- _Excerpted data_
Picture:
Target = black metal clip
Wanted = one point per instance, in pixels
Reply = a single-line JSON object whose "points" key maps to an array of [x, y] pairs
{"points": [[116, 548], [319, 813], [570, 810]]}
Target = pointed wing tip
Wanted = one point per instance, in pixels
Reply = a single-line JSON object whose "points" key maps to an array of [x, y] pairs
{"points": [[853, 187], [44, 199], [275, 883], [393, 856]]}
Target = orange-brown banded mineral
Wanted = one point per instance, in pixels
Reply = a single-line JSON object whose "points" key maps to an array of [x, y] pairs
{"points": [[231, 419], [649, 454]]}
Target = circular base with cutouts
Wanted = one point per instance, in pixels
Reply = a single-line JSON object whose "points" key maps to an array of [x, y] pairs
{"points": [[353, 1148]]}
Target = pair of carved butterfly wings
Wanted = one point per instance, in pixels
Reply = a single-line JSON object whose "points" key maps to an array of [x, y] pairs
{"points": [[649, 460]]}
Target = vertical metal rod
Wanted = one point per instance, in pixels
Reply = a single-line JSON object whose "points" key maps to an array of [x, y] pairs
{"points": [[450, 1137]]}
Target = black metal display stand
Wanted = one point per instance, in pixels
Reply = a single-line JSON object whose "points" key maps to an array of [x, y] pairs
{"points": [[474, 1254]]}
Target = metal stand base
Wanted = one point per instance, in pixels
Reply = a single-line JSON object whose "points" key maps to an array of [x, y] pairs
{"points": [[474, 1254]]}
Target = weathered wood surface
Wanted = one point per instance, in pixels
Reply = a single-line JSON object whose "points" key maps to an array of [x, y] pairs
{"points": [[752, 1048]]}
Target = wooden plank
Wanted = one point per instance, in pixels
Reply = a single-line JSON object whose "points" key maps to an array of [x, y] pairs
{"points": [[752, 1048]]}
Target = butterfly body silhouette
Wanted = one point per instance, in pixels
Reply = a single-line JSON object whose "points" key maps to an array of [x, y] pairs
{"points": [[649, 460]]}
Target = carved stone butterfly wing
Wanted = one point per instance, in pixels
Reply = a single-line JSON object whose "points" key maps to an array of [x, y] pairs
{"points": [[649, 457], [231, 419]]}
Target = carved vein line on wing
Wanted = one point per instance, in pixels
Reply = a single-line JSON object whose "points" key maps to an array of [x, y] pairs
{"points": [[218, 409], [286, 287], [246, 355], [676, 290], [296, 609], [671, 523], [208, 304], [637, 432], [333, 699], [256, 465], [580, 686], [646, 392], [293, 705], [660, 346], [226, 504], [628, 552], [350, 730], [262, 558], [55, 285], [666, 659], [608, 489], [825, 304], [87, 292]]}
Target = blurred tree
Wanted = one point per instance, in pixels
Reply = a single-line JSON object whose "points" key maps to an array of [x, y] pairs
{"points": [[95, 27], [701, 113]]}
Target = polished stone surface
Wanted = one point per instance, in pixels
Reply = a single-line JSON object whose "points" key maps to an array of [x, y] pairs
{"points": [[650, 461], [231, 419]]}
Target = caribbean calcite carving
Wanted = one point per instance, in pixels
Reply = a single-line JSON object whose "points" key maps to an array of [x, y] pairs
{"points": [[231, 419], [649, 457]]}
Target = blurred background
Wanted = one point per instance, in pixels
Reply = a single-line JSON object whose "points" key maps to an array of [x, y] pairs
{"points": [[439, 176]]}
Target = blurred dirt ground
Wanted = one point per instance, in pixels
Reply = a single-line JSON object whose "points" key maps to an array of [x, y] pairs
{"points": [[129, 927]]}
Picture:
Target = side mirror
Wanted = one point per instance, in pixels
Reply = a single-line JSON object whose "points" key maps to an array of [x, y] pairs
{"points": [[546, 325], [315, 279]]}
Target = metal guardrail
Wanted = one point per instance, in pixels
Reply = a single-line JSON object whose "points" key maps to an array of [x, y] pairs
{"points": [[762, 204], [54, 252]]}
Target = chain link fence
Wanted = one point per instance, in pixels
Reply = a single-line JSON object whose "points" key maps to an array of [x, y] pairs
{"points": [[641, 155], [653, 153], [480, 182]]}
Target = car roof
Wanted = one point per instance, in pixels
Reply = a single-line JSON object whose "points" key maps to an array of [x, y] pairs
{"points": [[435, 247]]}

- _What is expected_
Faithfully transcribe the whole of the data.

- _Answer to this task_
Picture:
Target = black metal clip
Wanted = one point per instance, in pixels
Reply = a single-line JSON object whose "points" key maps to an array of [x, y] pairs
{"points": [[116, 548], [319, 813], [570, 810]]}
Target = pointed wing tip
Wanted = one point per instance, in pixels
Reply = a single-line JSON object whose "points" key maps to an array of [x, y] pairs
{"points": [[853, 187], [44, 199], [275, 883], [393, 856]]}
Target = orange-brown banded mineral
Wanted = one point per instance, in pixels
Reply = a single-line JSON object whose "points" key maps to an array of [x, y] pairs
{"points": [[231, 419], [649, 454]]}
Target = circular base with cutouts
Wanted = one point per instance, in pixels
Reply = a single-line JSON object whose "points" key maps to an array of [x, y] pairs
{"points": [[353, 1148]]}
Target = pair of carved butterfly wings
Wanted = one point per instance, in pixels
Reply = a single-line JSON object whose "points" key maps to an array of [x, y] pairs
{"points": [[649, 460]]}
Target = vertical metal rod
Wanted = one point per instance, in pixels
Reply = a single-line JSON object whose "points" key maps to an array of [x, y] pairs
{"points": [[450, 1137]]}
Target = black metal display stand
Wanted = one point per instance, in pixels
Reply = a single-line JSON object whose "points" key maps to an array of [x, y] pairs
{"points": [[474, 1254]]}
Target = metal stand base
Wanted = one point per instance, in pixels
Reply = a single-line JSON object whose "points" key maps to an array of [x, y] pairs
{"points": [[474, 1254]]}
Target = weathered wood surface
Wanted = one point per instance, in pixels
Reply = a single-line JSON object whose "points" key maps to an array of [x, y] pairs
{"points": [[752, 1048]]}
Target = wooden plank
Wanted = one point per instance, in pixels
Reply = a single-line JSON object whose "points" key maps to an array of [x, y] pairs
{"points": [[752, 1048]]}
Target = butterfly body silhouette
Wanted = one point per instance, in pixels
Reply = a single-line JSON object whose "points" key maps to an array of [x, y] pairs
{"points": [[649, 460]]}
Target = carved stone butterfly wing
Wanted = one point per instance, in pixels
Reply = a single-line JSON object whose "points" key maps to an array of [x, y] pairs
{"points": [[649, 457], [231, 419]]}
Target = carved vein line on wing
Wanted = one point per instance, in pixels
Reply = a single-line JSON object whose "points" key maps to an array of [x, y] pairs
{"points": [[218, 409], [286, 287], [246, 355], [676, 290], [296, 609], [671, 523], [208, 304], [637, 432], [333, 699], [256, 465], [580, 686], [646, 392], [293, 705], [660, 346], [226, 504], [628, 552], [350, 730], [262, 558], [55, 285], [666, 659], [608, 489], [825, 304], [87, 292]]}
Target = blurred tree
Wanted = one point per instance, in pixels
Reply = a single-line JSON object whose "points" key maps to an array of [x, y] pairs
{"points": [[95, 27], [701, 113]]}
Target = polished stone surface
Wanted = one point per instance, in pixels
Reply = a single-line JSON object whose "points" key maps to an array of [x, y] pairs
{"points": [[650, 461], [231, 419]]}
Target = caribbean calcite carving
Wanted = one point per instance, in pixels
Reply = a single-line JSON object whose "points" key maps to an array of [x, y] pairs
{"points": [[231, 419], [649, 457]]}
Target = blurred background
Wanted = one point per instance, in pixels
Reply = a single-line JSON object whose "points" key maps to an array of [x, y] pairs
{"points": [[439, 176]]}
Target = blurred dirt ground
Wanted = one point per instance, in pixels
Reply = a single-line JSON object whose "points" key maps to an array of [x, y] pairs
{"points": [[129, 927]]}
Picture:
Target = side mirror
Wanted = one point per instance, in pixels
Reply = a single-line JSON object whose "points" key maps to an array of [x, y] pairs
{"points": [[546, 325], [315, 279]]}
Target = metal guardrail
Wanted = one point per instance, in pixels
Reply = a single-line JSON object whose "points" key maps to an array of [x, y] pairs
{"points": [[762, 204], [54, 252]]}
Target = chain link fence
Wanted = one point per instance, in pixels
Reply = a single-line JSON object whose "points" key maps to an array of [x, y] pairs
{"points": [[641, 155], [653, 153], [480, 182]]}
Target = car roof
Wanted = one point per instance, in pixels
Reply = a single-line JSON object whose "points" key maps to an array of [x, y] pairs
{"points": [[435, 247]]}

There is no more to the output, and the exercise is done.